### Short exercise
Rewrite the material below as a Markdown table with two columns, Row and Line, giving each line its own numbered row and skipping blank lines. Leave the pictures out.

### Entries for pointing at named objects
__________

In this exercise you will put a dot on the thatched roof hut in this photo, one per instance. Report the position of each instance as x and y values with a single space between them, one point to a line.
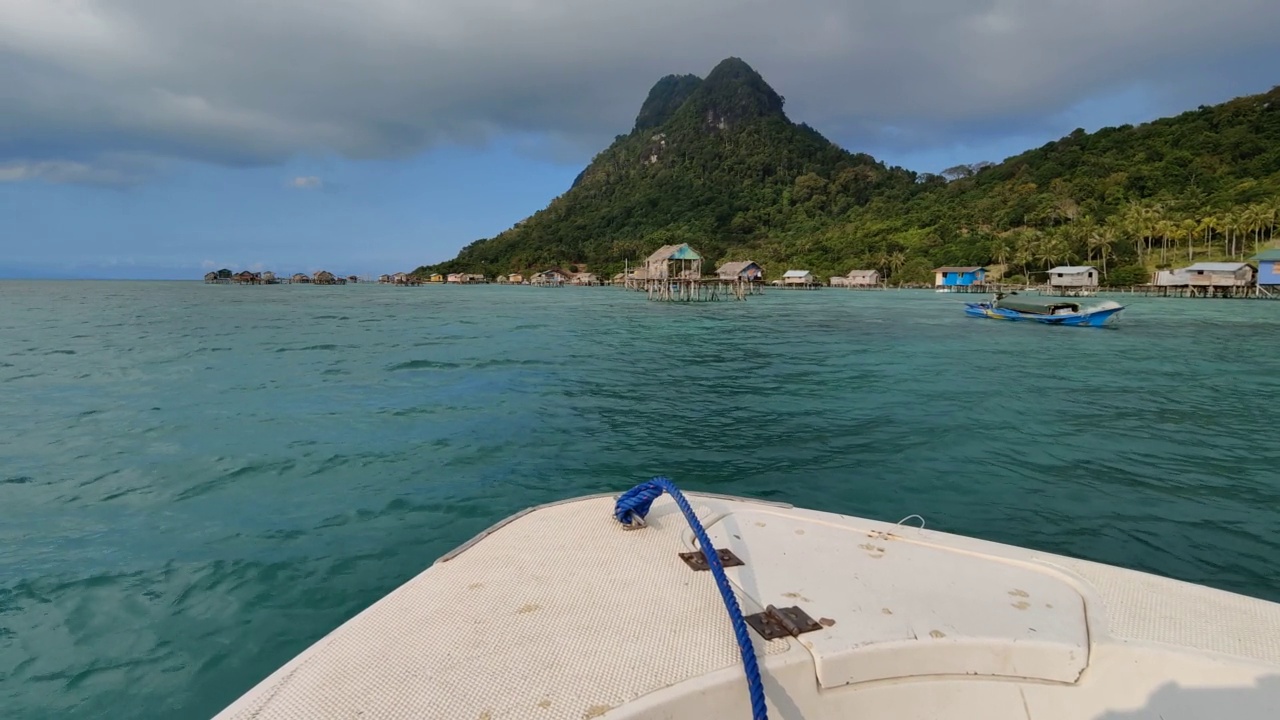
740 270
675 261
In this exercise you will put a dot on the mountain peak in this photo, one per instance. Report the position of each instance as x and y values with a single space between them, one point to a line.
734 92
666 96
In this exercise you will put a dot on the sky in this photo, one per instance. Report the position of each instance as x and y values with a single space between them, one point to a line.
161 139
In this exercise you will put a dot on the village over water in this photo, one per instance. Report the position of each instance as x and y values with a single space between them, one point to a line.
675 272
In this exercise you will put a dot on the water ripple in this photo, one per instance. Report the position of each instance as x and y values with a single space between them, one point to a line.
200 481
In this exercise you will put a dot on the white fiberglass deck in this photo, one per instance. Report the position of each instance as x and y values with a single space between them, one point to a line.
562 614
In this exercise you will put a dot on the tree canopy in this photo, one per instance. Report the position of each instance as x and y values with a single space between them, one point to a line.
716 163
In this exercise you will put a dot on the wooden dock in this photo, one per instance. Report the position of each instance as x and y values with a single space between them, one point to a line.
694 290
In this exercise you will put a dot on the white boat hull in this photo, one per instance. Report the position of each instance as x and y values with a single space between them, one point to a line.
561 614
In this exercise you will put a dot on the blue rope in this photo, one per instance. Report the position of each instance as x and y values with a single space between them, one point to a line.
630 510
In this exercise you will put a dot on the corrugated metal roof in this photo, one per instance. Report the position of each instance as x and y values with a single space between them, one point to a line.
736 267
1215 267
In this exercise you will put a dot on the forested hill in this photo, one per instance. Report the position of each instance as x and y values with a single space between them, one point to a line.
717 163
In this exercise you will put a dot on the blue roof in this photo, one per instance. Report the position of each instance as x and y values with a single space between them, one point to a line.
685 253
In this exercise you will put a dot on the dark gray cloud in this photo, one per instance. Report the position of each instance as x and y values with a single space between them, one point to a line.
94 90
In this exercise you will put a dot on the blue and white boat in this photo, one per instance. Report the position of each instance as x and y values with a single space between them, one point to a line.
713 607
1052 313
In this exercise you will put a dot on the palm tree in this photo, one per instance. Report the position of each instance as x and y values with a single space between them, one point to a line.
1102 240
1168 232
1256 218
895 261
1054 250
1189 228
1000 250
1207 226
1271 213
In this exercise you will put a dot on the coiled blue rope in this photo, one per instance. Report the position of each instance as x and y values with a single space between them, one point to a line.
630 510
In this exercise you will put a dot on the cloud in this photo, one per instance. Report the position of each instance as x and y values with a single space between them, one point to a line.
68 172
243 82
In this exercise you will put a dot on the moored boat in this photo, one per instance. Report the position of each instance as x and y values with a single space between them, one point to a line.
607 607
1054 311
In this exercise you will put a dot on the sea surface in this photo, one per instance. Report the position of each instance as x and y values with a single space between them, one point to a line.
197 482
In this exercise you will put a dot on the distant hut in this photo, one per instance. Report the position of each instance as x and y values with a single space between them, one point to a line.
1170 278
959 276
1219 276
1269 269
675 261
744 270
860 278
801 278
1074 277
553 277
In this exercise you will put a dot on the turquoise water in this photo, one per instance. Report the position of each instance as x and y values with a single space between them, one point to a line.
197 482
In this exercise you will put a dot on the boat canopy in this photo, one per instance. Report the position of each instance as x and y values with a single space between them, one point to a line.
1036 308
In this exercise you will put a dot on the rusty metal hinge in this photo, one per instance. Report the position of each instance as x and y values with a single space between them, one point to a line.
698 561
782 621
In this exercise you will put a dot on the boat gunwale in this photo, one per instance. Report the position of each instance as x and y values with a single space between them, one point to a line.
531 509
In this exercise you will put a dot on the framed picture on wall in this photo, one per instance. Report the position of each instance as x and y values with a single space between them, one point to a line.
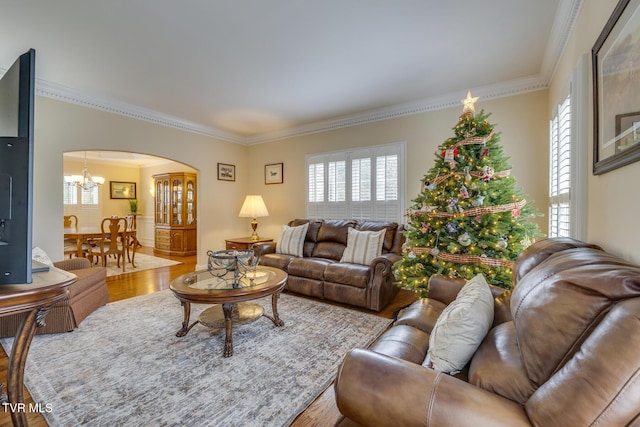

__________

### Answer below
| Row | Line |
|---|---|
| 1 | In this exercise you will put a dot on the thatched roof hut in this photo, one per instance. Report the position of each instance as x and y values with a single space between them, one point to a line. |
| 2 | 740 270 |
| 3 | 675 261 |
| 4 | In this exercise you will put a dot on the mountain peak in this photo, one per instance. Report the position of each instance as x and y values with a single space between them, one point to a line. |
| 5 | 734 92 |
| 6 | 666 96 |
| 7 | In this exercise you will put a dot on the sky in this photo, one per instance. Report the position of each instance as x and y values with a single space between them, one point to a line. |
| 8 | 161 139 |
| 9 | In this exercise you will put a dot on the village over water in this photo, one per instance. Report the position of each instance as x and y values with a single space between them, one point to a line. |
| 10 | 675 272 |
| 11 | In this exercise you will put a dot on the water ripple in this photo, one per instance. Report the position of each instance as x and y values with a single space between them, one point to a line. |
| 12 | 200 481 |
| 13 | In this exercise you will put a dot on the white fiberglass deck in this photo, one per instance. Report the position of each instance as x and y values with a single space between them, one point to a line. |
| 14 | 562 614 |
| 15 | In this exercise you will put a dot on the tree canopy in this photo, one per instance. Report the position of each instance as x and y values with a single space between them, one point to a line. |
| 16 | 716 163 |
| 17 | In this exercise you will put a dot on the wooden dock in this photo, one per instance. Report the position of each instance as x and y values with a single space between them, one point to a line. |
| 18 | 694 290 |
| 19 | In this exercise you will put a dot on the white boat hull in this photo, one per instance. Report the position of each instance as x and y values with a single space between them, one point to a line. |
| 20 | 561 614 |
| 21 | In this exercise you will put a dot on the blue rope in this photo, one per instance. Report the position of each instance as x and y values with a single space between them, one point to a line. |
| 22 | 630 510 |
| 23 | In this exercise you will put a dot on the corrugated metal roof in this photo, one per instance. Report the position of each instance as x and y values with a single space between them, one point to a line. |
| 24 | 736 267 |
| 25 | 1215 267 |
| 26 | In this exercise you will put a dot on the forested hill in this photo, one per instance. Report the position of each instance as x and y values with a single space between them, one point to a line. |
| 27 | 717 163 |
| 28 | In this exercise you will put a dot on the blue roof in this photo, one per instance. Report the position of each instance as x and y values with a single space between them, one point to a line. |
| 29 | 685 253 |
| 30 | In this exercise you will put a dot on the dark gray cloud in this photo, one per instance. Report the position of each instance as x and y values with a single space between them, one point to a line. |
| 31 | 94 90 |
| 32 | In this exercise you will put a dot on the blue and white boat in this photo, one per instance. Report the position of each instance as x and y values with a single space between them, one point to a line. |
| 33 | 713 607 |
| 34 | 1052 313 |
| 35 | In this exercise you will put a dot on the palm tree in this photo, one per instance. Report the position of each instance as x and y values with a single space between them, one point to a line. |
| 36 | 1102 240 |
| 37 | 1168 232 |
| 38 | 1256 218 |
| 39 | 895 261 |
| 40 | 1054 250 |
| 41 | 1189 228 |
| 42 | 1000 250 |
| 43 | 1207 226 |
| 44 | 1271 213 |
| 45 | In this exercise you will put a dot on the coiled blue rope in this photo, one per instance. Report the position of each instance as x and y values with a single space between them, one point to a line. |
| 46 | 630 510 |
| 47 | In this exercise you will put a dot on the cloud in this photo, one per instance. Report the position of each instance as x and y values with a single space between them, one point to a line. |
| 48 | 68 172 |
| 49 | 243 82 |
| 50 | In this exercise you will put a dot on the moored boat in this photo, one per instance. Report the position of each instance as x and y values with a single space between them, one point to a line. |
| 51 | 607 607 |
| 52 | 1054 311 |
| 53 | In this exercise you will put a dot on the sea surface in this photo, one per instance. Report the position of each instance as x and y values with a single space between them, one point to a line. |
| 54 | 197 482 |
| 55 | In this exercise you will put a dot on the distant hut in this photo, one per instance. Report the position of each instance as x and y values with a single space between them, one point to a line. |
| 56 | 1170 278 |
| 57 | 959 276 |
| 58 | 1219 276 |
| 59 | 1269 269 |
| 60 | 675 261 |
| 61 | 744 270 |
| 62 | 860 278 |
| 63 | 801 278 |
| 64 | 1074 277 |
| 65 | 553 277 |
| 66 | In this exercise you will put a dot on the turquoise water in this photo, one per instance. Report the position of each instance as x and y values with a single space between them, one point to a line. |
| 67 | 197 482 |
| 68 | In this exercise you will put a dot on the boat canopy in this photo, one per instance. Report the position of each instance as x and y values with a single space between them, one point to a line. |
| 69 | 1036 308 |
| 70 | In this exercise you will put a dot on the rusty metal hinge in this photo, one per instance. Report the position of each instance as x and y values with a single space between them, one point to a line. |
| 71 | 698 561 |
| 72 | 782 621 |
| 73 | In this exercise you will put a dot on the boat gunwale in this photo, one per instance. Report the position of each instance as x and y values with a single space between them, one point to a line. |
| 74 | 531 509 |
| 75 | In this exercise you will put a dot on the framed picture on wall in this photo, one per instance. Report the position of each instance as x and y values with a single space between them, one point to a line. |